[TASK MATERIAL — start]

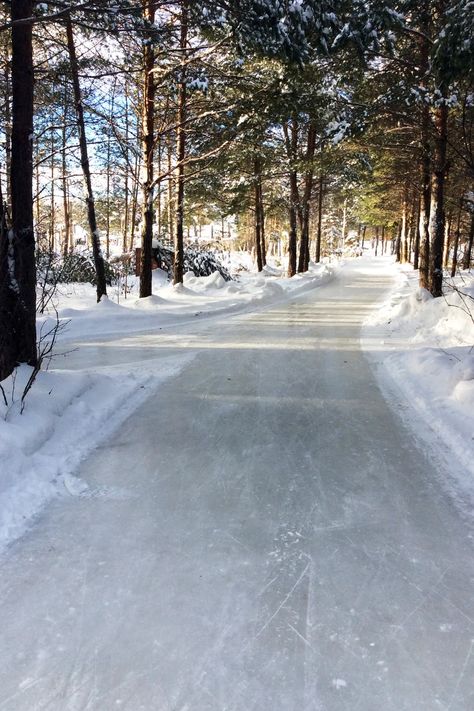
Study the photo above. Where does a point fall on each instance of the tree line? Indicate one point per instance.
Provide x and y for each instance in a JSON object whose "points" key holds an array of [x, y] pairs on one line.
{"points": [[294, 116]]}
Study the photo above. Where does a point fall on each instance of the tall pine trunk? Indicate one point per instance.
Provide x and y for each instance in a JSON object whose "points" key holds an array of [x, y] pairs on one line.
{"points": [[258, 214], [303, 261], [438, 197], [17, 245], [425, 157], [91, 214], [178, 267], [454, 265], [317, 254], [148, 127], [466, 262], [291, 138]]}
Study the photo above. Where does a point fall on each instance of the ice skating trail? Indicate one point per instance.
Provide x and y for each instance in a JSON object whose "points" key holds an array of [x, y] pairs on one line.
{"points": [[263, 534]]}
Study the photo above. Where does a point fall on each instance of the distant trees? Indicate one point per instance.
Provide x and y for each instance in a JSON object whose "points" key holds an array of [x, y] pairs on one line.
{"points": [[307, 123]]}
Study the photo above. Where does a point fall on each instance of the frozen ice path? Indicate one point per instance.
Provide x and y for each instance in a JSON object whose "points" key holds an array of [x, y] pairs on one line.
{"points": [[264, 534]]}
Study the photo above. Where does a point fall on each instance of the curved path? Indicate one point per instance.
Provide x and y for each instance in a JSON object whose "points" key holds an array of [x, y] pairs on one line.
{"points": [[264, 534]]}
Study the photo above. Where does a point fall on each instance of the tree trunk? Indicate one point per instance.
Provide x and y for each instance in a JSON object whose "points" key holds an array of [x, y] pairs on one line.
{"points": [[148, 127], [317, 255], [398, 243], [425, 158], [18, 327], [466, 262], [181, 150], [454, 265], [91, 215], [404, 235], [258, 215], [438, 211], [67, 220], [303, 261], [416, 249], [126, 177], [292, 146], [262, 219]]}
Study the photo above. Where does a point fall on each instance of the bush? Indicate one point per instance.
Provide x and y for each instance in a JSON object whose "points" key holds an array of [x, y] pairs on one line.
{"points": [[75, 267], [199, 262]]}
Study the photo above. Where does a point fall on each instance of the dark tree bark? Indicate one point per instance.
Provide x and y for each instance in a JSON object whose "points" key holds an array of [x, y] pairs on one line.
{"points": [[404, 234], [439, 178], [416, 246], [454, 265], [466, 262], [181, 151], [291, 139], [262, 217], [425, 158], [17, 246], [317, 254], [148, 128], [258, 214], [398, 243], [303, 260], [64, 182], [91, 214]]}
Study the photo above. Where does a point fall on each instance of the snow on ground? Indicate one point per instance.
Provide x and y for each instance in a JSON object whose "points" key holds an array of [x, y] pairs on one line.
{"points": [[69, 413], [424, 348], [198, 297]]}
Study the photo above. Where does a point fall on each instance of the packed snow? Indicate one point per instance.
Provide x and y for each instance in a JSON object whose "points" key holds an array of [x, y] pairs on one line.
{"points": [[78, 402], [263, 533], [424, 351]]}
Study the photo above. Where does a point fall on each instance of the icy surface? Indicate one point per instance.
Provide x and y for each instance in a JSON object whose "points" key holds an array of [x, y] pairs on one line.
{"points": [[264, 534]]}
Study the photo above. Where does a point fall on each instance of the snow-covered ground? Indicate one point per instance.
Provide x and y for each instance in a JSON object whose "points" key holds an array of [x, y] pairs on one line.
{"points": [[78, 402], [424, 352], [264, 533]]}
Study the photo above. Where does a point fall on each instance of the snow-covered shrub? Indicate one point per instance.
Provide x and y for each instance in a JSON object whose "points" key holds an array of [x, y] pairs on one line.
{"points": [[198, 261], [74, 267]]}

[TASK MATERIAL — finish]

Within the listing above, extract exactly the lines from the line with "bark? Indicate one point per instance." to the line with "surface? Indicate one point per instance.", the two named lines included, and no others.

Study the photo above. Where does a point fall on each instance of the dark tree bark? Indicate one point per instance.
Provide x and y for each instance in a JSON object whose "points" key holds an array of [x, y] pairs on one line.
{"points": [[404, 234], [439, 178], [416, 246], [454, 265], [466, 262], [181, 151], [291, 139], [262, 217], [425, 158], [17, 246], [317, 254], [148, 128], [258, 214], [398, 243], [303, 260], [64, 182], [91, 214]]}
Study the photo above. Where does a point fall on each instance of the snow on ground? Indicate one point per instance.
Provide x and y for each instance in a JSON object whose "points" key holds an array of [x, y] pairs on one line.
{"points": [[69, 413], [424, 348], [198, 297]]}
Study the photo above. Where does a point fall on each instance of the packed snow? Indicate one point per instance.
Provide x and y for each instance in a JSON object whose "points" key holds an array of [x, y] pairs on one line.
{"points": [[78, 402], [263, 533], [424, 351]]}
Study the photo above. Where does a point fall on each instance of the icy surface? Indicate one point per instance.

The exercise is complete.